§ RECORDS SUPPLIED:
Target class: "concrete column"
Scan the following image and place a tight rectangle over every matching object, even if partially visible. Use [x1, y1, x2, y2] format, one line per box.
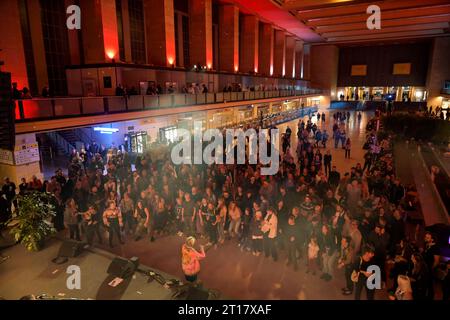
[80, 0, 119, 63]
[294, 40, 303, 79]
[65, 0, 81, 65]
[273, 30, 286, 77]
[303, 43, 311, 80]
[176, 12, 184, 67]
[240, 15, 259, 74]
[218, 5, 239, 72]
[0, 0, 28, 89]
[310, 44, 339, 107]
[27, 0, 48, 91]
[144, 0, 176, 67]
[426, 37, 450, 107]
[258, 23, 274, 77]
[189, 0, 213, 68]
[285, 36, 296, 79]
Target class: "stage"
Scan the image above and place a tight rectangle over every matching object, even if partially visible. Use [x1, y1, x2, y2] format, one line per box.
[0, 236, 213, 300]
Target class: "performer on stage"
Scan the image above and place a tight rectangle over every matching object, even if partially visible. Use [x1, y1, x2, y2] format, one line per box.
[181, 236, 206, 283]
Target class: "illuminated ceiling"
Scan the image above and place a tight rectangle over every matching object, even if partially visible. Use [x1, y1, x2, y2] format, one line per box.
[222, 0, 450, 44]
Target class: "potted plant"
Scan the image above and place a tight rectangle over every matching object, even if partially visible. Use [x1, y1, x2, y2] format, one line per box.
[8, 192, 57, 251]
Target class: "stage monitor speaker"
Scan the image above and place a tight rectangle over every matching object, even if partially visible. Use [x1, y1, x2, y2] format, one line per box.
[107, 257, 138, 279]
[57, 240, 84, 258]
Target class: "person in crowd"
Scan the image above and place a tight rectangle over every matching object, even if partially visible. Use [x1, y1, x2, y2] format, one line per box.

§ WORK TASK: Please print an exact copy of the records, with no pictures.

§ ANSWER SPACE:
Target class: "concrete column"
Scan the following image and place a tight rectangle over every matching object, even if partially visible. Use [x1, y1, x2, y2] format, one line per box.
[80, 0, 119, 63]
[294, 40, 303, 79]
[65, 0, 81, 65]
[273, 30, 286, 77]
[303, 43, 311, 80]
[176, 12, 184, 67]
[240, 15, 259, 74]
[218, 5, 239, 72]
[0, 0, 28, 89]
[310, 44, 339, 107]
[27, 0, 48, 91]
[144, 0, 176, 67]
[426, 37, 450, 107]
[258, 23, 274, 77]
[189, 0, 213, 68]
[285, 36, 296, 79]
Target class: "stage"
Scan the image above and place a tight rectangle over every matching object, even if partially visible. Use [x1, y1, x2, y2] format, one line per box.
[0, 236, 213, 300]
Target class: "performer on stage"
Scan the image above and place a tight rectangle over every matching object, even if partially visible. Use [x1, y1, x2, y2] format, one line per box.
[181, 236, 206, 283]
Target class: "illuminated ceiling"
Scan the image above and place a tight rectangle over every matching object, even if partially visible. Use [x1, y1, x2, y2] format, one line per box.
[222, 0, 450, 44]
Target class: "potted plant"
Scan the image above and place a tight rectangle over every matching object, even if partially visible. Use [x1, y1, x2, y2] format, one line per box.
[8, 192, 57, 251]
Target class: "stage monitor speaker"
Scan the image above and place a tight rectangle over every matching object, even if partially visible. Use [x1, y1, x2, y2] format, one line per box.
[107, 257, 138, 279]
[57, 240, 84, 258]
Target class: "person in crowd"
Scan the image above and place a tight rectangle over every matching object, even if partially visible. Use [x1, y1, x2, y2] format, one line per box.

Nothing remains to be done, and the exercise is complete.